> **Exercise requirements**
1. Translate this sentence from the passage on the Consolación wreck into Spanish: "The Spanish crew set fire to the ship and escaped to the nearby island."
2. Rewrite the part of the passage on the Consolación wreck that opens with the words containing "When salvage first" and closes with "its fascinating history.", substituting "excavation" for "salvage".

### Source extract ###

When salvage first began on this wreck in 1997, it was initially believed to be the Santa Cruz and later called El Salvador y San José, sunk in August of 1680; but research by Robert Marx after the main find in subsequent years confirmed its proper name and illuminated its fascinating history.

Intended to be part of the Spanish “South Seas Fleet” of 1681, which left Lima’s port of Callao in April, the Consolación apparently was delayed and ended up traveling alone. At the Gulf of Guayaquil, off modern-day Ecuador, English pirates led by Bartholomew Sharpe gave chase to the Consolación, which forced the Spanish galleon to sink on a reef off Santa Clara Island (nicknamed “Isla El Muerto,” or Dead Man Island, due to the fact that its profile resembles a corpse in repose). The Spanish crew set fire to the ship and escaped to the nearby island. All attempts to recover the treasure soon after were fruitless, so the treasure of the Consolación sat undisturbed until our time.

When vast amounts of silver coins were found in the area starting in the 1990s, eventually under agreement between local entrepreneurs Roberto Aguirre and Carlos Saavedra and the government of Ecuador in 1997, the exact name and history of the wreck were unknown, and about 8,000 of the coins (all Potosí silver cobs) were subsequently sold at auction by Spink New York in December, 2001, as simply “Treasures from the ‘Isla de Muerto’”. Most of the coins offered were of low quality and poorly preserved but came with individually numbered photo-certificates. Later, after the provenance had been properly researched, and utilizing better conservation methods, a Florida syndicate arranged to have ongoing finds from this wreck permanently encapsulated in hard-plastic holders by the authentication and grading firm ANACS, with the wreck provenance clearly stated inside the “slab”; more recent offerings have bypassed this encapsulation. It is believed that many more coins are yet to be recovered, as the manifest of the Consolación stated the value of her registered cargo as 146,000 pesos in silver coins in addition to silver and gold ingots, plus an even higher sum in contraband, according to custom.

### Listed records ###

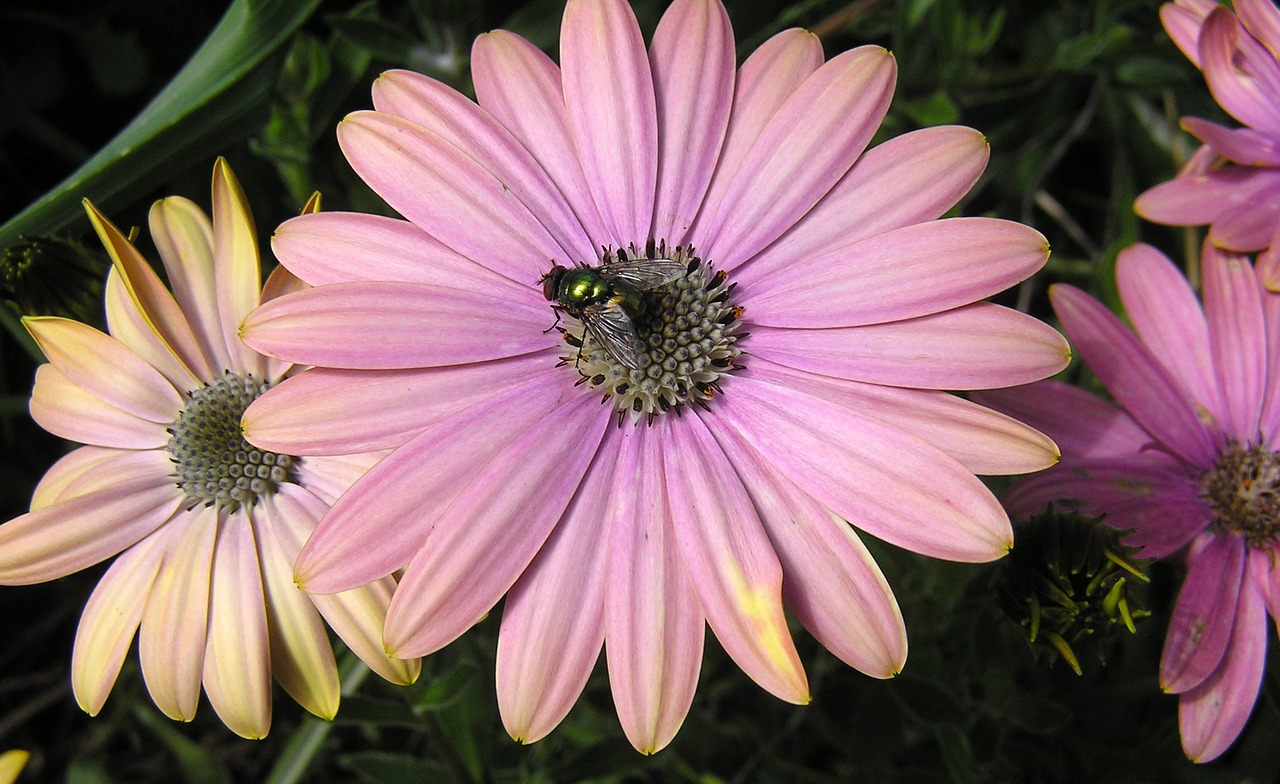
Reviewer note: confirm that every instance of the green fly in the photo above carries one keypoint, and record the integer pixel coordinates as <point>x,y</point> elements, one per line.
<point>608,299</point>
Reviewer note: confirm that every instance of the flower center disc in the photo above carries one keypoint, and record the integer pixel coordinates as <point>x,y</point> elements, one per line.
<point>1244,492</point>
<point>213,463</point>
<point>688,329</point>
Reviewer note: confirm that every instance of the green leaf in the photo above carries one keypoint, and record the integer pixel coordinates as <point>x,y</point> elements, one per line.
<point>201,110</point>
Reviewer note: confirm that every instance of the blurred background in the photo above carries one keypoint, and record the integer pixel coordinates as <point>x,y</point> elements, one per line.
<point>1079,101</point>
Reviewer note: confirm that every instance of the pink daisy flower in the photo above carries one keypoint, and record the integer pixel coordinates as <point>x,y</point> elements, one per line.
<point>1233,181</point>
<point>206,527</point>
<point>652,331</point>
<point>1187,461</point>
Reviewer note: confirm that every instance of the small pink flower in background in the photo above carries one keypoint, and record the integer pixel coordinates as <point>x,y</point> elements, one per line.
<point>1233,181</point>
<point>755,351</point>
<point>1189,461</point>
<point>206,527</point>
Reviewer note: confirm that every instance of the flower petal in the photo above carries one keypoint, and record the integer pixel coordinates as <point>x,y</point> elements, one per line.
<point>973,347</point>
<point>693,78</point>
<point>654,629</point>
<point>1080,424</point>
<point>301,655</point>
<point>380,326</point>
<point>333,411</point>
<point>1139,383</point>
<point>1170,322</point>
<point>981,440</point>
<point>904,273</point>
<point>132,496</point>
<point>172,643</point>
<point>860,468</point>
<point>1212,715</point>
<point>483,542</point>
<point>184,237</point>
<point>68,411</point>
<point>343,247</point>
<point>237,653</point>
<point>521,86</point>
<point>355,615</point>
<point>730,560</point>
<point>105,368</point>
<point>766,81</point>
<point>909,179</point>
<point>1157,510</point>
<point>448,194</point>
<point>1238,333</point>
<point>612,113</point>
<point>110,620</point>
<point>378,525</point>
<point>801,153</point>
<point>462,123</point>
<point>1206,609</point>
<point>830,580</point>
<point>553,619</point>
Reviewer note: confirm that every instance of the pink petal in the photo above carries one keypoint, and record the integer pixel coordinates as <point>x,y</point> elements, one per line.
<point>483,542</point>
<point>766,81</point>
<point>168,332</point>
<point>1212,715</point>
<point>380,326</point>
<point>106,369</point>
<point>801,153</point>
<point>730,560</point>
<point>132,495</point>
<point>343,247</point>
<point>301,656</point>
<point>442,109</point>
<point>612,113</point>
<point>1080,424</point>
<point>1170,322</point>
<point>448,194</point>
<point>654,628</point>
<point>355,615</point>
<point>110,620</point>
<point>1244,146</point>
<point>237,653</point>
<point>237,272</point>
<point>553,620</point>
<point>1244,94</point>
<point>830,579</point>
<point>981,440</point>
<point>904,273</point>
<point>1237,329</point>
<point>1201,625</point>
<point>72,413</point>
<point>172,643</point>
<point>1159,510</point>
<point>184,237</point>
<point>972,347</point>
<point>908,179</point>
<point>1139,383</point>
<point>382,520</point>
<point>521,86</point>
<point>127,323</point>
<point>333,411</point>
<point>863,469</point>
<point>693,78</point>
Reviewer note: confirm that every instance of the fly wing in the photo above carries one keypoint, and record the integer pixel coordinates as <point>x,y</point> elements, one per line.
<point>611,327</point>
<point>644,273</point>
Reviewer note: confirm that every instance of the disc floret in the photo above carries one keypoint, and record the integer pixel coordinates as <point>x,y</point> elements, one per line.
<point>689,332</point>
<point>213,461</point>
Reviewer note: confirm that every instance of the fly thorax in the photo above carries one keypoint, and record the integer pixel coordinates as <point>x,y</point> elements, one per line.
<point>213,463</point>
<point>688,333</point>
<point>1243,489</point>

###

> **Results for each task**
1. La tripulación española prendió fuego al barco y escapó a la isla cercana.

2.
When excavation first began on this wreck in 1997, it was initially believed to be the Santa Cruz and later called El Salvador y San José, sunk in August of 1680; but research by Robert Marx after the main find in subsequent years confirmed its proper name and illuminated its fascinating history.